- Task instructions
In the reflection below on a first solo Inipi, what problem with the fire wood does the writer mention?

===== Extract to read =====

After
my first solo Inipi
November
9, 2005 Reflections Winter has come
to Friendly Forest, though rather gently so far. The Inipi
Lodge has now been used for the first time and it was also my first
solo prayer of this kind. The wood for the fire was not really
dry, and things took a while to get underway. For this first
time I wanted to pray by myself, and be more fully attentive to the
space and the Spirits who came to join me. If I had others
present, even my mentor, I would have been distracted to a greater
degree.
It
was very good prayer time and I thank Wakan Tanka for giving me the
experience and the opportunity to learn this new way of communication.
Late
in the day I drove out to my Dakota mentor's home reserve and had a
short but good visit with him. He gave me some more advice about
how to learn and receive sacred songs. I think he still believes
in my capacity to really learn to pray and sing in Dakota. I
lack his confidence. I repeated to him my own observations that
my spiritual heritage makes me a kind of mongrel. That perhaps
if mixed breeding in dogs tended to strengthen the animal, perhaps
my mixed spiritual and religious traditions would strengthen my own
spirituality. Over the weekend a friend, neighbour, and a man
of the spirit was over and he was expressing some surprise, as he has
before, that I was still connected to the Catholic Church as I am. I
repeated my belief that any religion or religious tradition should
be supportive of an individual's spiritual quest to connect to and
communicate with that person's Creator, and I was finding that each
of the religious traditions of which I was a part were supportive of
my own journey, and I saw no need to reject one in favour of another.

===== Stored rows =====

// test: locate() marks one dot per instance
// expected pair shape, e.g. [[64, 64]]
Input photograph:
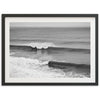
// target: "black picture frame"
[[4, 16]]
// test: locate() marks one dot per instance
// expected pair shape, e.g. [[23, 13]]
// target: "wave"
[[26, 67], [50, 47]]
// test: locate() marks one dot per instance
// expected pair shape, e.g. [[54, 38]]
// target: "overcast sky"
[[50, 24]]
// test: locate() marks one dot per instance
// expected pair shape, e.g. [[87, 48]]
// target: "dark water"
[[68, 45]]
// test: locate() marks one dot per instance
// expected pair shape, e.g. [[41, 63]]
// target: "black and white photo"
[[55, 50]]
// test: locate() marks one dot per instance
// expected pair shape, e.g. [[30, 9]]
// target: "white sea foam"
[[25, 67], [43, 45]]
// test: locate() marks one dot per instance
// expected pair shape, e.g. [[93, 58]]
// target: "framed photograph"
[[49, 49]]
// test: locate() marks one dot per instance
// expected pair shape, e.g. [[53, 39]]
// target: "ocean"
[[49, 52]]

=====

- Exercise answer
The wood was not really dry, so things took a while to get underway.